INFORMATION SHOWN =

....

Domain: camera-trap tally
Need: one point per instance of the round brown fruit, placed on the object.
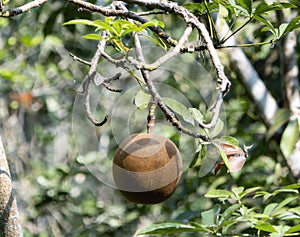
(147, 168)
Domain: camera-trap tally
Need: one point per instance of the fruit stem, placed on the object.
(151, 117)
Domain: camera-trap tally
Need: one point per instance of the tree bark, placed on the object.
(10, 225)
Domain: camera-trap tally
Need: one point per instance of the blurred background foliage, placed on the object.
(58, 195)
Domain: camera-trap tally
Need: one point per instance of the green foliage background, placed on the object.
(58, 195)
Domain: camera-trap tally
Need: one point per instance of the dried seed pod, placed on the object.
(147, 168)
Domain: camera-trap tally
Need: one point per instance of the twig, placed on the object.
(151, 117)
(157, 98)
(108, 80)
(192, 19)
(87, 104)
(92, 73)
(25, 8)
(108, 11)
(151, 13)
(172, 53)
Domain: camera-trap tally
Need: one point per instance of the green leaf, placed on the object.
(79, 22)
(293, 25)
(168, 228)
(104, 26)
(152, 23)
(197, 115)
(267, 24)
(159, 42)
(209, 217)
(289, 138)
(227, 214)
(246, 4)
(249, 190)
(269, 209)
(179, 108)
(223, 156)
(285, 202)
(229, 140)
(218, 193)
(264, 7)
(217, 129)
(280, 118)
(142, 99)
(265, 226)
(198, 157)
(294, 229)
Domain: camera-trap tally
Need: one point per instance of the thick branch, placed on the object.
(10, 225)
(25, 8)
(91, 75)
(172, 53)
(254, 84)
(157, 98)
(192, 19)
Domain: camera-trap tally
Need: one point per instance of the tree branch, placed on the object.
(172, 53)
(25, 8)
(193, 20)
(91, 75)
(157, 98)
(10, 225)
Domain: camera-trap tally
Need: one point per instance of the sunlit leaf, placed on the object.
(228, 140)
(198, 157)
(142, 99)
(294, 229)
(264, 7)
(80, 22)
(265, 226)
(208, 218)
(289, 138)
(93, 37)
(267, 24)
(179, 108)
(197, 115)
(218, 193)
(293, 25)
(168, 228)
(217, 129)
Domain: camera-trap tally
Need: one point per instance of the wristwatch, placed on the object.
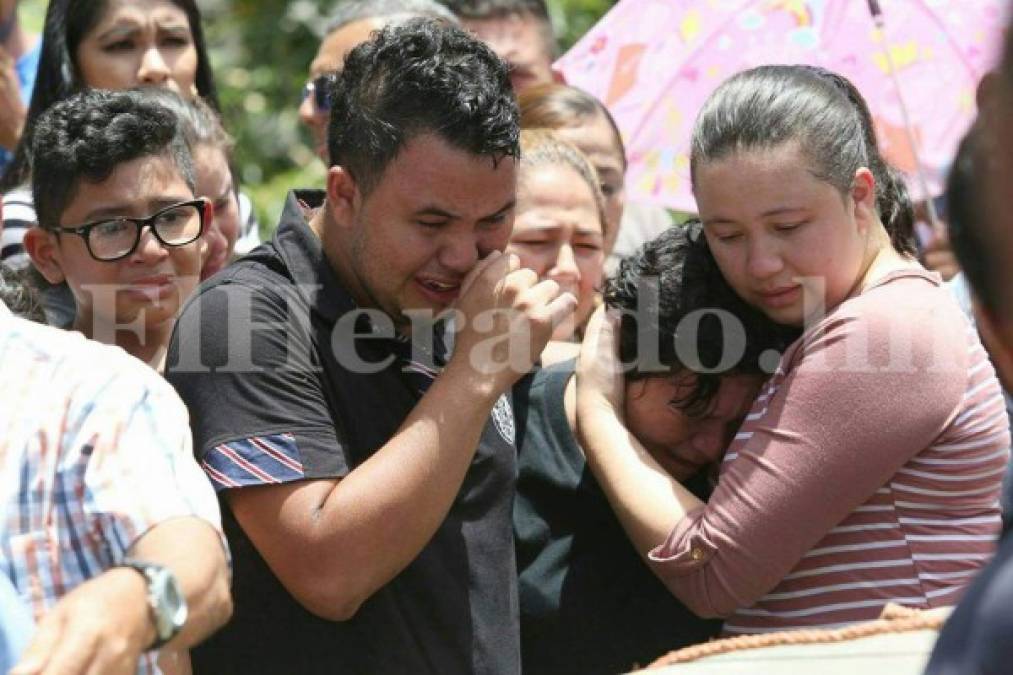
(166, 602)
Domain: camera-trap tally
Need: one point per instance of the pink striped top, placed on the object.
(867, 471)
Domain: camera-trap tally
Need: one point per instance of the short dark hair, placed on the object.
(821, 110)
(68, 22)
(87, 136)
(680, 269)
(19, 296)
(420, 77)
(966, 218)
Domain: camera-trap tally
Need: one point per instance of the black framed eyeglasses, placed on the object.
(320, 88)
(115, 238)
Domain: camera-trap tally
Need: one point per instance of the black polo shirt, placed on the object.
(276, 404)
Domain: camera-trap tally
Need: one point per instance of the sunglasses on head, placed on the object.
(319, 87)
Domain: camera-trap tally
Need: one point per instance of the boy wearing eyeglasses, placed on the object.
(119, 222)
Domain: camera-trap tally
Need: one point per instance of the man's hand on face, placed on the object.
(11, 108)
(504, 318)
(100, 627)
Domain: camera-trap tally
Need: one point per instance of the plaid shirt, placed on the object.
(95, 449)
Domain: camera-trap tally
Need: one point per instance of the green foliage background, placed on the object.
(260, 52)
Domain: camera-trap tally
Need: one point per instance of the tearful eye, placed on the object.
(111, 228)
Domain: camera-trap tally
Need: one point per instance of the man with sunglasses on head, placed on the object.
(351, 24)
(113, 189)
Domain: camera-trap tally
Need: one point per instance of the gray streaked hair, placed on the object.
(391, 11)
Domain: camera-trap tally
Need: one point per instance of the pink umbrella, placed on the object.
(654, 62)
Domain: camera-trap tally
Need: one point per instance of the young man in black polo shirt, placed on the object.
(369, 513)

....

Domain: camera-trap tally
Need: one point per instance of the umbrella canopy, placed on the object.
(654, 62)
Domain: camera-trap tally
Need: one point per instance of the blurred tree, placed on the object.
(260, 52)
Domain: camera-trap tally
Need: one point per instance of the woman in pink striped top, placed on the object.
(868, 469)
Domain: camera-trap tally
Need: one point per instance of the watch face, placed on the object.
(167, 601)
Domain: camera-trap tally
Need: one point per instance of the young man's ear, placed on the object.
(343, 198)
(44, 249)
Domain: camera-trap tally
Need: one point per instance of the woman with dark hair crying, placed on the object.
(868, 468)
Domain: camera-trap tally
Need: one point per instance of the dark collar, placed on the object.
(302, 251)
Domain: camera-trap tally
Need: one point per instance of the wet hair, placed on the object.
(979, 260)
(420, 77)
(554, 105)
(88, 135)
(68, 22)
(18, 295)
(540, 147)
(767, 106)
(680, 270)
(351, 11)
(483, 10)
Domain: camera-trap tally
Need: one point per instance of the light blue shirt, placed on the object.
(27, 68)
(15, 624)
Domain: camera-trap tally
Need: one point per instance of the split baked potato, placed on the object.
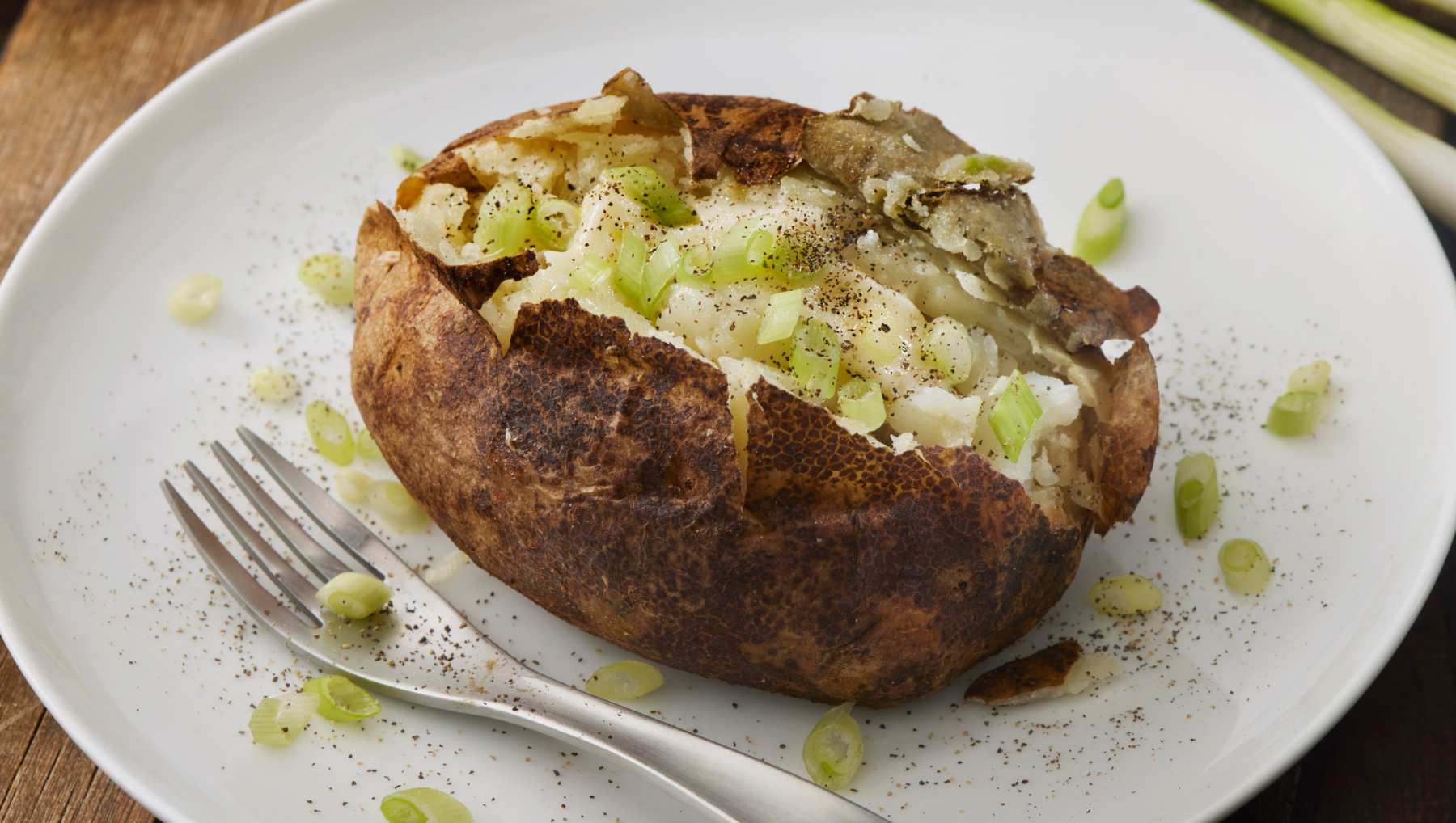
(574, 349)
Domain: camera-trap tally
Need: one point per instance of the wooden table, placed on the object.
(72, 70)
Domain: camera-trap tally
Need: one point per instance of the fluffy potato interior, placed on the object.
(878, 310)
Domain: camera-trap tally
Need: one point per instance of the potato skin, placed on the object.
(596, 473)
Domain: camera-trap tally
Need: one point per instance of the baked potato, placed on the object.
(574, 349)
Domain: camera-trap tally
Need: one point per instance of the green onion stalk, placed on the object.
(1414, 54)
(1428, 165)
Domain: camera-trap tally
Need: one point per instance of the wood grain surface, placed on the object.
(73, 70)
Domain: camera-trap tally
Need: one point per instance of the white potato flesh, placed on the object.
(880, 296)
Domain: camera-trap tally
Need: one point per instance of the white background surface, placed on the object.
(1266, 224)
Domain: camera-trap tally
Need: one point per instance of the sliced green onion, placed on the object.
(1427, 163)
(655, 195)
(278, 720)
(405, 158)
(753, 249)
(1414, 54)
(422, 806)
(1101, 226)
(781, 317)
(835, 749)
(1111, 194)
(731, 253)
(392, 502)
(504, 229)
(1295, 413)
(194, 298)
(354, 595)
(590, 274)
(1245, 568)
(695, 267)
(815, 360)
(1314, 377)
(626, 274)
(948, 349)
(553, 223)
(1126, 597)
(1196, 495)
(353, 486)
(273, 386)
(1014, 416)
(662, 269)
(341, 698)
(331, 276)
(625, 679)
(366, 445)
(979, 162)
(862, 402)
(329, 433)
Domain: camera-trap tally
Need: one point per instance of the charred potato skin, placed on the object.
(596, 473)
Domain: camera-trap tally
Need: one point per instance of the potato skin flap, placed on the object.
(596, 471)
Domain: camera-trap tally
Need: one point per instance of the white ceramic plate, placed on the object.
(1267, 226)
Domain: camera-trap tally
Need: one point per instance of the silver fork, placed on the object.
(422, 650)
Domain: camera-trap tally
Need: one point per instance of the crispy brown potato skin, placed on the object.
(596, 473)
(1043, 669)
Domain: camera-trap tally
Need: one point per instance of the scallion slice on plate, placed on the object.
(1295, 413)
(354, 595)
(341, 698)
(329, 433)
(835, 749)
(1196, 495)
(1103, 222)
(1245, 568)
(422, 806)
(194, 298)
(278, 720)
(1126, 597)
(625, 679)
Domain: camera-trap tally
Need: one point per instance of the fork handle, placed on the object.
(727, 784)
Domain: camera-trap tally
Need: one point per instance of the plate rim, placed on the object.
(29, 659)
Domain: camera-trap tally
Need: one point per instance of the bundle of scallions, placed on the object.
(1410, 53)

....

TO BE DONE =
Count the lines in the rows above that contain the string "fruit", and give only that number.

FULL SOLUTION =
2